● **REQUIRED TASK**
Edit the entries from the start through the line containing "(30, 156), (171, 184)", including that line, by replacing "tight box" with "close-fitting box" and leaving everything else unchanged. Return only those lines.

● **EXERCISE MATERIALS**
════════
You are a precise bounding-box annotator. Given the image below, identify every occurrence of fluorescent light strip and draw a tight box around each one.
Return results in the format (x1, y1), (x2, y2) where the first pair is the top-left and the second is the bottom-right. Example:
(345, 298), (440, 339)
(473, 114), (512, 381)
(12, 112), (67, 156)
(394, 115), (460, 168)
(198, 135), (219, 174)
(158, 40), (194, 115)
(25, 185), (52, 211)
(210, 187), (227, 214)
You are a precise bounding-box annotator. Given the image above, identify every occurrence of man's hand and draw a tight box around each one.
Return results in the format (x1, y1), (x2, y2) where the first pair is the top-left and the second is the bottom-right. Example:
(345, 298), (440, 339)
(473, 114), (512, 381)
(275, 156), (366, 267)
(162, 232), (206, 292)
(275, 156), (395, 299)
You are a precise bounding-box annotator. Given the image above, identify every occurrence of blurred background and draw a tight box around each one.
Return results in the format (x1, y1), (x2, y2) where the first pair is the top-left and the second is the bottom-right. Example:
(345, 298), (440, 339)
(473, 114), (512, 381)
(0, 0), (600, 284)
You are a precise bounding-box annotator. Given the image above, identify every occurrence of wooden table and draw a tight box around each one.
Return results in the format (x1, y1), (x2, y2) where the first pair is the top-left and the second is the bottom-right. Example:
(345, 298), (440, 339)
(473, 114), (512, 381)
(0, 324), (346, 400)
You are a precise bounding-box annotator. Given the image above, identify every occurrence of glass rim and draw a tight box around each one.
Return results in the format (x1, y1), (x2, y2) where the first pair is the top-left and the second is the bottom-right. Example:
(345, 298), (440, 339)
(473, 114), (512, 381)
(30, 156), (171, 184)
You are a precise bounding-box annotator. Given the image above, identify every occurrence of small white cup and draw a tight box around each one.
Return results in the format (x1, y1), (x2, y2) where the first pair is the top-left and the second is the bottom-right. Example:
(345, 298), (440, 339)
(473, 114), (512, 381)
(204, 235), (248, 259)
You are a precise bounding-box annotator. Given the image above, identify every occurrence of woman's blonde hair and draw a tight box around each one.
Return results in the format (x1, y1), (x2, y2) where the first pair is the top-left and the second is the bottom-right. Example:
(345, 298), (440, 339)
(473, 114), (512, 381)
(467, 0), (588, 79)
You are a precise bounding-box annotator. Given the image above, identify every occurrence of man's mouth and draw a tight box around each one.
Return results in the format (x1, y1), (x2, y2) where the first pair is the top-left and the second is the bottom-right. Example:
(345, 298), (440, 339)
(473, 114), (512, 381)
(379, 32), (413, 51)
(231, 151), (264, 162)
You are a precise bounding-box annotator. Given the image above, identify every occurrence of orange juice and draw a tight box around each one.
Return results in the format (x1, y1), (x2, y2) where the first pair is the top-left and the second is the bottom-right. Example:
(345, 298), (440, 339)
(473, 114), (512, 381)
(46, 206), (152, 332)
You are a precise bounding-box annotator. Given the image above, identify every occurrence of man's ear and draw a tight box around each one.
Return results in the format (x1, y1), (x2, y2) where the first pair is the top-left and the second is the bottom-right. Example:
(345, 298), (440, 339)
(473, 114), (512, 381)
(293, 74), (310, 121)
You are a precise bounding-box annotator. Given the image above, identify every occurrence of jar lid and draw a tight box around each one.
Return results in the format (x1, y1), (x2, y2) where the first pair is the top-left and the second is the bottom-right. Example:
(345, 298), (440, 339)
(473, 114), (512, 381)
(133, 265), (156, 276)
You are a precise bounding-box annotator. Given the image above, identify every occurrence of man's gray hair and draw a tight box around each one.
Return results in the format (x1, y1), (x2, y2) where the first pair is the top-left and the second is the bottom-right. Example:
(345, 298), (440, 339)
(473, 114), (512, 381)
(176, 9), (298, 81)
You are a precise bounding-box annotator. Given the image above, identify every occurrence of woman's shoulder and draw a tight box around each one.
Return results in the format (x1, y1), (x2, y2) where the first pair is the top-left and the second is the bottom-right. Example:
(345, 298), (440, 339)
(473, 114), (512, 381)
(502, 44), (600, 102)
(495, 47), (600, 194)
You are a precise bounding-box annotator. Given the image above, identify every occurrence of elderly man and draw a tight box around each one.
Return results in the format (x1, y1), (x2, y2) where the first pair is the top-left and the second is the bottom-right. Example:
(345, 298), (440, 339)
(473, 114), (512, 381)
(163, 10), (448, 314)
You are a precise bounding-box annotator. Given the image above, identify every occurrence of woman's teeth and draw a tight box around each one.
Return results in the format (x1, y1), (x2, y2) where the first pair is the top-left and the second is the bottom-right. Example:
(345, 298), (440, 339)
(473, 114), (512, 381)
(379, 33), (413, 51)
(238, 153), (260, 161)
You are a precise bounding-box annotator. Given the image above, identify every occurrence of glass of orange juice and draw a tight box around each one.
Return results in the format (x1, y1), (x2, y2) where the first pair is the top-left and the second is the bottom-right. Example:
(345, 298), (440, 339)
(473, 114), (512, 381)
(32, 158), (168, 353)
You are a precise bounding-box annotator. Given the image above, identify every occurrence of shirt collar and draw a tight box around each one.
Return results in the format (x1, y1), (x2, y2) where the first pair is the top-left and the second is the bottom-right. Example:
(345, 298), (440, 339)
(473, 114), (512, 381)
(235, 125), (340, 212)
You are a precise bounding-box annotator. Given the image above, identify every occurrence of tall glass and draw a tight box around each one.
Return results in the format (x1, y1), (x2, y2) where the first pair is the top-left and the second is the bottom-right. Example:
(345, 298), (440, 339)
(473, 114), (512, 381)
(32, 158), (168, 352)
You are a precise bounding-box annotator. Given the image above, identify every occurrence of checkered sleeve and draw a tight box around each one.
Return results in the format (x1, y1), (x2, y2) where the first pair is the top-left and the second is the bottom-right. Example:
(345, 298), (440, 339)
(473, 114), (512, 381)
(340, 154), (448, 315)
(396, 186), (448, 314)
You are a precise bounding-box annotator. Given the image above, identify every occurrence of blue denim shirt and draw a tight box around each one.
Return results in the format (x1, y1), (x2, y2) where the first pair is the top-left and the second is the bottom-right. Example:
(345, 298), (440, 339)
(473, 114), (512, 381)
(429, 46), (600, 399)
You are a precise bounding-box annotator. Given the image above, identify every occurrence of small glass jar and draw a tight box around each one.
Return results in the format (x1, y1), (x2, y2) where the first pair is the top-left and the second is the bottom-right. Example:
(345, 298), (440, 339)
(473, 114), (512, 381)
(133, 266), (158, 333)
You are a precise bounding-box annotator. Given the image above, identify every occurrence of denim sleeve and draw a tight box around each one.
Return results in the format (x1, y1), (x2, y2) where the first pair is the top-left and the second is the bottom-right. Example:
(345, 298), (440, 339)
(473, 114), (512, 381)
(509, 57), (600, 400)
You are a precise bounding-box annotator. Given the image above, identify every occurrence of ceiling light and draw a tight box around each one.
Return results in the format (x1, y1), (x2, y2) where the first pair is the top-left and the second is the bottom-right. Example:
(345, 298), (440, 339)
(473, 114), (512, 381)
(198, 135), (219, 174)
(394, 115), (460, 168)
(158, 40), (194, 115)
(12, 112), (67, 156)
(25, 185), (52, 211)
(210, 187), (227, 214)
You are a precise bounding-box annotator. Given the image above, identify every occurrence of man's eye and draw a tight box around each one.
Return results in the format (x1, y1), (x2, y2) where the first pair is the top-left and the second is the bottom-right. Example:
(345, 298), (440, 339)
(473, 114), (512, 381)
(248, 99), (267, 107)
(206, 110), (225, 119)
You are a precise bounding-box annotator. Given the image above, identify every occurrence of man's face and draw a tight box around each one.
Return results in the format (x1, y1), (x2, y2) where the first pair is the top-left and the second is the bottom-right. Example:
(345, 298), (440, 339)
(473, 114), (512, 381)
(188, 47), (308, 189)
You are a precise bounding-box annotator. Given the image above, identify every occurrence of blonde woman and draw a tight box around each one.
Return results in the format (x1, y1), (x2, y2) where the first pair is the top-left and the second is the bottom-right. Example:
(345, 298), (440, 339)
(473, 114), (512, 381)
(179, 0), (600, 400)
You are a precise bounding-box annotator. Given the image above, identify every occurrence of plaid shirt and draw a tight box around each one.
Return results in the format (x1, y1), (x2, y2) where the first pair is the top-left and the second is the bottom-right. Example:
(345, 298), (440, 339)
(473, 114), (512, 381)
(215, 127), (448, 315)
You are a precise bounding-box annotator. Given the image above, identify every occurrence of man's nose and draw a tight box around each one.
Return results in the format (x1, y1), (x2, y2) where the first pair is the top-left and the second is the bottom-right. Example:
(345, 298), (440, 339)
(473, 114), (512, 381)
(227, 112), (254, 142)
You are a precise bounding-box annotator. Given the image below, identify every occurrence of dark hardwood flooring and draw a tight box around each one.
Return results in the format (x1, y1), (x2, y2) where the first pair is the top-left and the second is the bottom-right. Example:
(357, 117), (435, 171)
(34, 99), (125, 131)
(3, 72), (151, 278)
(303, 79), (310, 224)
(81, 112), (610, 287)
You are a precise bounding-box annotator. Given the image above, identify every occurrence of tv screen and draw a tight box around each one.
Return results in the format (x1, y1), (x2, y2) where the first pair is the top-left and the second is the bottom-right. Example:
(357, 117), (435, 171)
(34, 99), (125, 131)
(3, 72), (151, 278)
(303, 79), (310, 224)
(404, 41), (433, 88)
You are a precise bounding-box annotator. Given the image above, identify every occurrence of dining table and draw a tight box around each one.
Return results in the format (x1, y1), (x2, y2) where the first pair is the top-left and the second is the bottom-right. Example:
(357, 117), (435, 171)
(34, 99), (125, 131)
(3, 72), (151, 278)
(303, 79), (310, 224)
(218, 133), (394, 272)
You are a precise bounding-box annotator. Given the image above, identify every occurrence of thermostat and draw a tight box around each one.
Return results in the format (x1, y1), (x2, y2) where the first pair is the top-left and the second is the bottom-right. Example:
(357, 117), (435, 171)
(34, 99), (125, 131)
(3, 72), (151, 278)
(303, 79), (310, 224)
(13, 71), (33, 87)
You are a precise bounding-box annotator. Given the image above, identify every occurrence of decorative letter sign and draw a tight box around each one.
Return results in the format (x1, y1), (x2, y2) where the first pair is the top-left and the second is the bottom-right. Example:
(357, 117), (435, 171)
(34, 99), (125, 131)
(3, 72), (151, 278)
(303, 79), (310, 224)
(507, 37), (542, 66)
════════
● **SOLUTION FOR THIS EXERCISE**
You are a precise bounding-box annotator. Given the image below, identify every occurrence of fluorescent light strip and draw a close-fitting box around each one.
Return results in the format (x1, y1), (x2, y2) where the first pair is the top-left and the second is the bottom-right. Example:
(345, 298), (440, 339)
(473, 114), (512, 381)
(12, 112), (67, 156)
(394, 115), (460, 168)
(198, 135), (219, 174)
(158, 40), (194, 115)
(25, 185), (52, 211)
(210, 187), (227, 214)
You are a precise bounding-box annotator. Given the image above, identify every occurrence of man's hand and draw a close-fitting box around each one.
Return results in the format (x1, y1), (x2, y2) where the first pair is the top-left and the second is the bottom-right. Example:
(345, 298), (440, 339)
(473, 114), (512, 381)
(275, 156), (366, 267)
(162, 232), (206, 292)
(275, 156), (395, 299)
You are a precise bounding-box annotator. Given the image above, identify every occurrence of blurred background and draw a close-fitting box around each one.
Return results in the format (x1, y1), (x2, y2) where the first pair is the top-left and the second is the bottom-right. Example:
(345, 298), (440, 339)
(473, 114), (512, 381)
(0, 0), (600, 284)
You are a precise bounding-box annotator. Given the image above, identify every occurrence of wooden table and draw a close-fitting box around each one.
Return results in the format (x1, y1), (x2, y2) where the first pair is the top-left and the second is the bottom-right. Example:
(345, 298), (440, 339)
(473, 114), (512, 381)
(0, 324), (346, 400)
You are a precise bounding-box annotator. Given the image above, identify every occurrence of glass rim and draw a close-fitting box around each one.
Return results in the format (x1, y1), (x2, y2) where the first pair is the top-left and the second is the bottom-right. Example:
(345, 298), (440, 339)
(473, 114), (512, 381)
(30, 156), (171, 184)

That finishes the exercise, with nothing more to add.